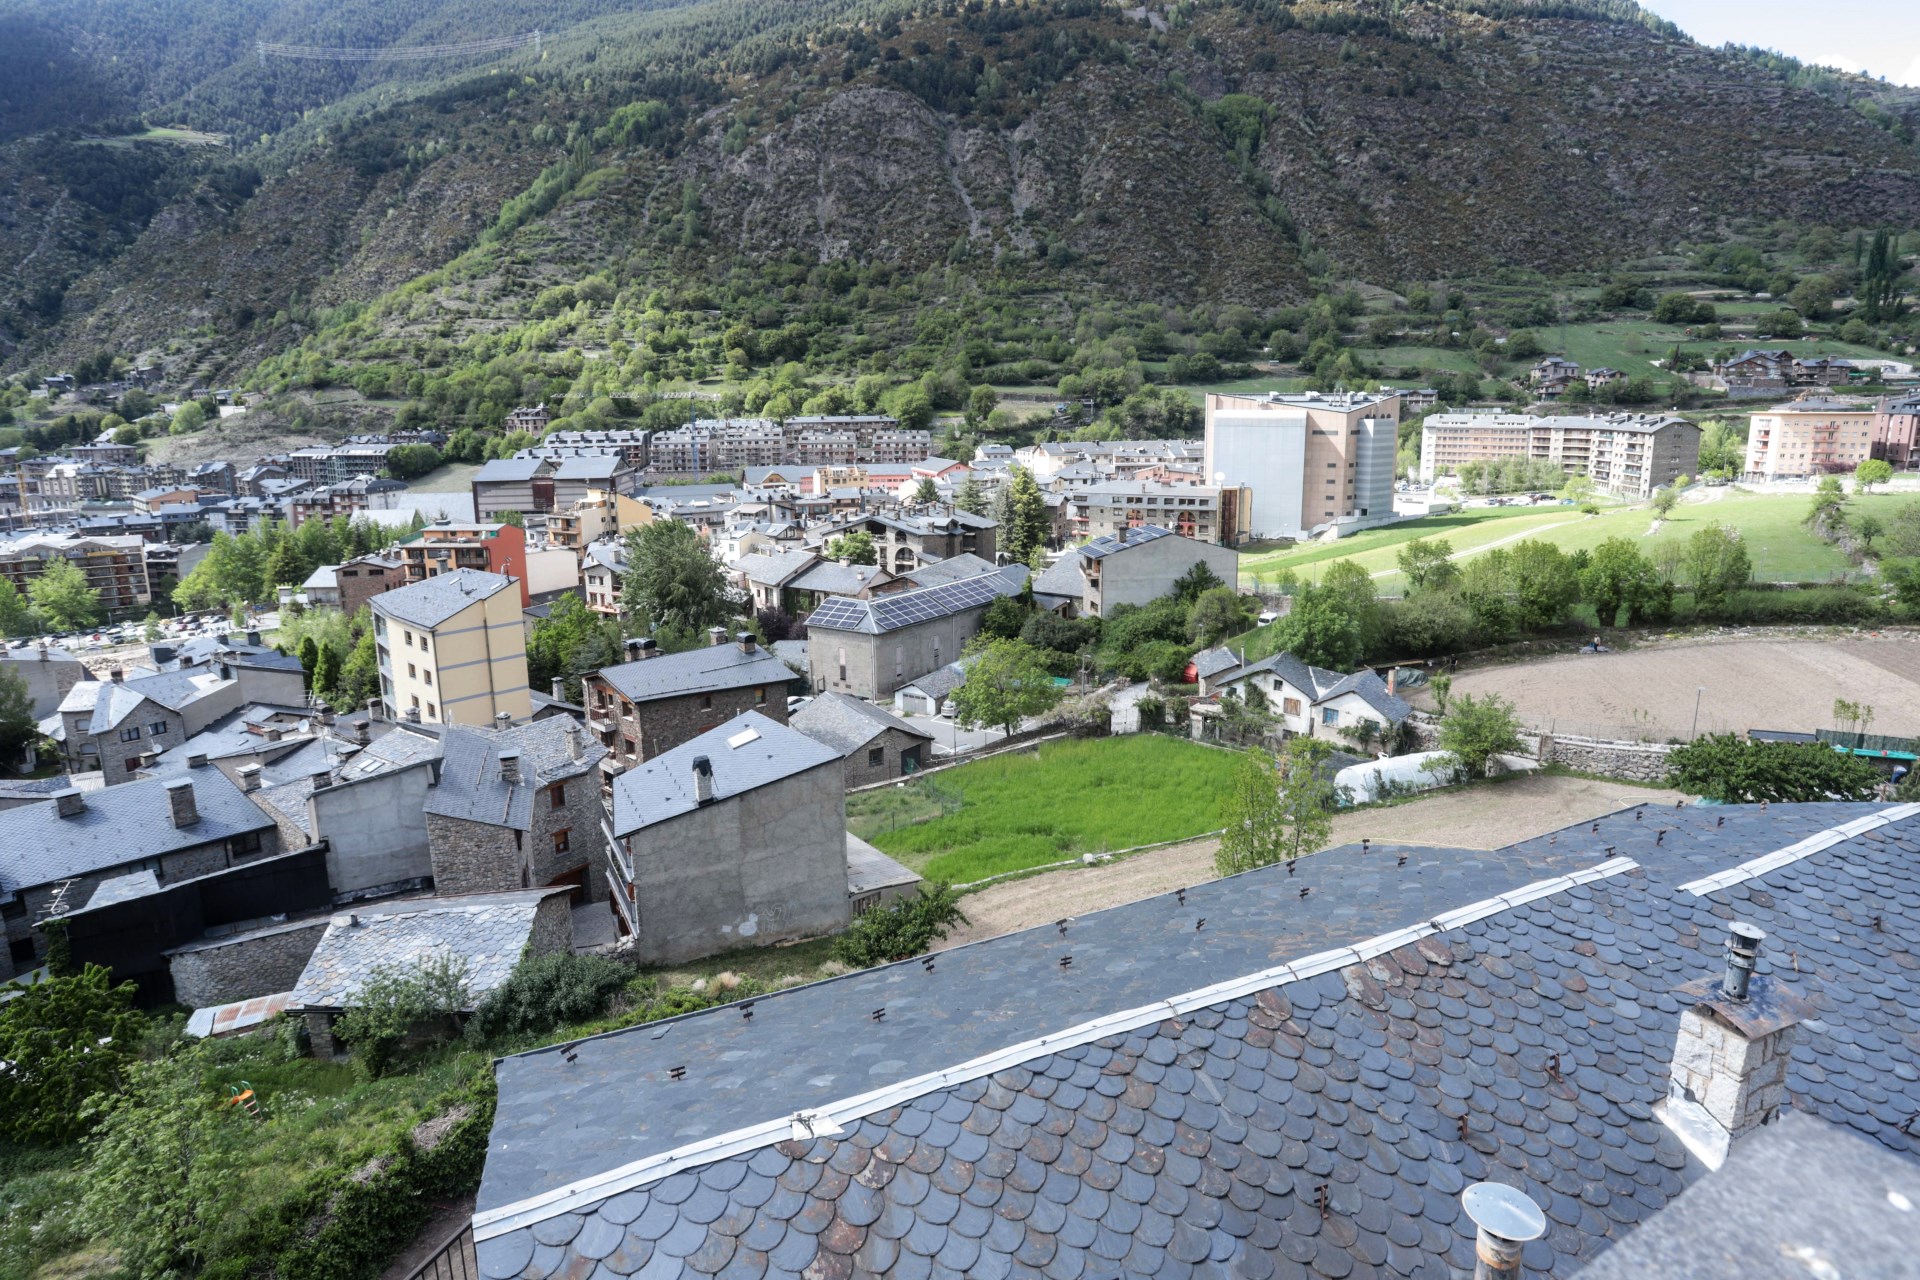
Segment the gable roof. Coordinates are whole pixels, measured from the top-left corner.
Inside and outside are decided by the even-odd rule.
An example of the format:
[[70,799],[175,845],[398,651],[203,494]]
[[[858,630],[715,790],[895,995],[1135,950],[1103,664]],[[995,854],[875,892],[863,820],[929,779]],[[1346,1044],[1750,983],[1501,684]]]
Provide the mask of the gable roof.
[[[494,731],[448,725],[441,731],[440,780],[427,791],[426,812],[489,826],[532,829],[533,793],[588,772],[607,749],[569,716]],[[575,754],[575,751],[578,754]],[[520,753],[520,780],[500,776],[500,755]]]
[[1126,530],[1126,537],[1118,534],[1103,534],[1085,546],[1075,547],[1076,554],[1089,560],[1103,560],[1120,551],[1131,551],[1135,547],[1149,542],[1158,542],[1161,538],[1173,538],[1179,535],[1171,529],[1163,529],[1157,524],[1143,524]]
[[784,685],[793,679],[793,671],[760,645],[754,645],[753,652],[748,653],[728,641],[602,667],[600,678],[629,702],[652,702],[750,685]]
[[483,569],[454,569],[383,591],[368,603],[375,613],[389,618],[416,627],[437,627],[467,606],[505,591],[513,581],[505,574]]
[[889,729],[916,738],[933,735],[884,707],[844,693],[828,691],[814,698],[791,716],[787,723],[816,742],[824,742],[844,758],[872,742]]
[[[1898,1128],[1920,1080],[1894,1071],[1920,1012],[1870,994],[1905,987],[1917,811],[1642,808],[1491,852],[1344,846],[1064,937],[760,997],[750,1021],[507,1058],[480,1267],[690,1276],[745,1250],[781,1275],[909,1255],[969,1275],[1454,1275],[1474,1253],[1459,1194],[1495,1179],[1546,1216],[1528,1273],[1570,1275],[1705,1171],[1653,1107],[1675,989],[1718,972],[1729,916],[1816,1006],[1795,1109],[1920,1145]],[[1745,878],[1695,880],[1730,869]],[[1855,920],[1863,892],[1886,932]]]
[[287,1007],[348,1008],[377,970],[433,955],[467,961],[467,990],[478,1005],[519,963],[541,901],[566,892],[558,885],[355,906],[328,922]]
[[839,754],[824,743],[757,711],[745,711],[615,778],[613,834],[631,835],[698,809],[693,762],[699,756],[713,767],[714,803],[823,764],[840,763]]
[[57,800],[0,810],[0,891],[50,884],[272,828],[273,819],[218,769],[195,769],[190,776],[200,820],[188,827],[173,825],[167,801],[166,788],[178,775],[84,792],[85,807],[70,818],[60,816]]
[[510,484],[516,480],[531,480],[552,470],[553,462],[548,458],[494,458],[473,473],[473,483],[499,481]]
[[748,582],[778,587],[811,569],[818,559],[811,551],[753,551],[735,560],[733,568]]
[[1276,653],[1271,657],[1248,664],[1244,669],[1229,675],[1224,683],[1238,684],[1247,677],[1263,671],[1271,671],[1300,692],[1307,695],[1315,706],[1351,693],[1378,711],[1381,716],[1393,724],[1398,724],[1413,713],[1413,707],[1406,699],[1387,692],[1387,682],[1369,668],[1361,668],[1352,675],[1338,671],[1328,671],[1325,667],[1309,666],[1290,653]]
[[948,556],[945,560],[929,560],[917,569],[909,569],[900,576],[919,586],[937,587],[943,582],[958,582],[962,578],[977,578],[983,573],[992,573],[994,566],[971,551],[962,551],[957,556]]
[[88,732],[106,733],[132,715],[142,702],[151,700],[169,711],[179,711],[232,683],[231,677],[222,679],[217,671],[204,667],[160,671],[150,676],[136,676],[124,683],[109,680],[96,696]]
[[807,615],[807,630],[885,635],[903,627],[949,618],[969,609],[984,608],[1002,596],[1020,594],[1025,585],[1025,567],[1015,567],[1021,571],[1021,582],[1009,581],[1007,575],[996,569],[971,578],[876,596],[871,600],[835,596],[822,601],[819,608]]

● ● ● ●

- **Your task**: Lines above with "gable": state how many, nothing more.

- **Expected answer**: 2